Pull out every line below that contains the string "right", and copy each one as it appears.

== Provided data

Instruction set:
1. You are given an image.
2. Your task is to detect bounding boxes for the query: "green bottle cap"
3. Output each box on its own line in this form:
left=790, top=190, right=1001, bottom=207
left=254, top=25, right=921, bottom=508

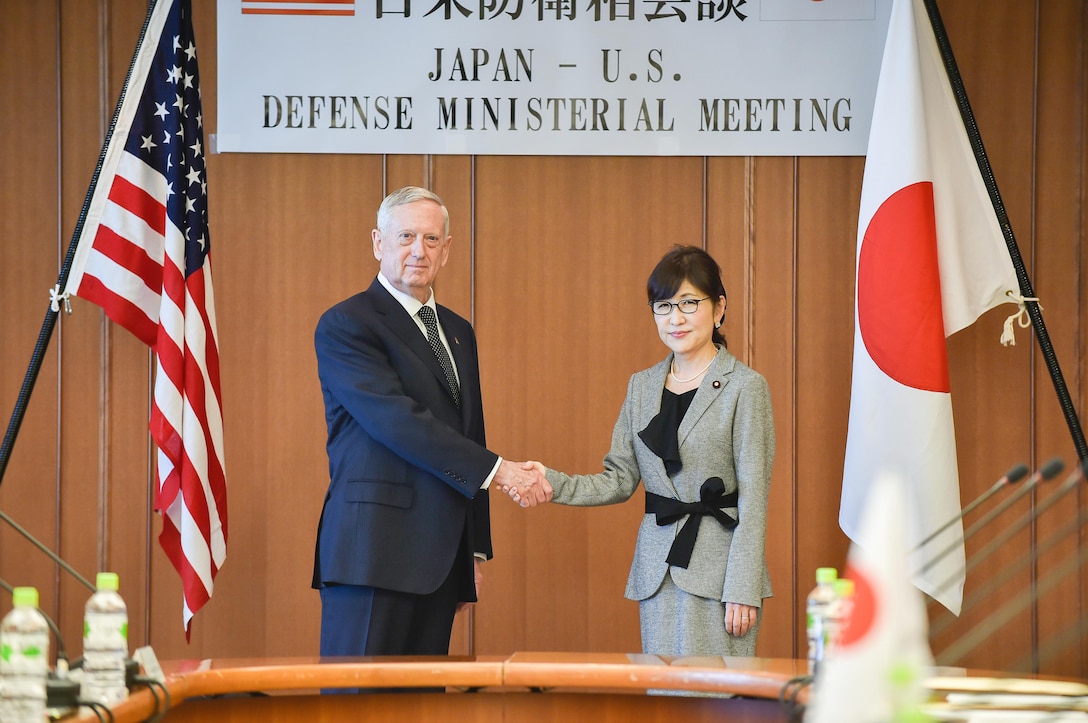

====

§ **Exercise answer**:
left=790, top=190, right=1001, bottom=207
left=254, top=25, right=921, bottom=508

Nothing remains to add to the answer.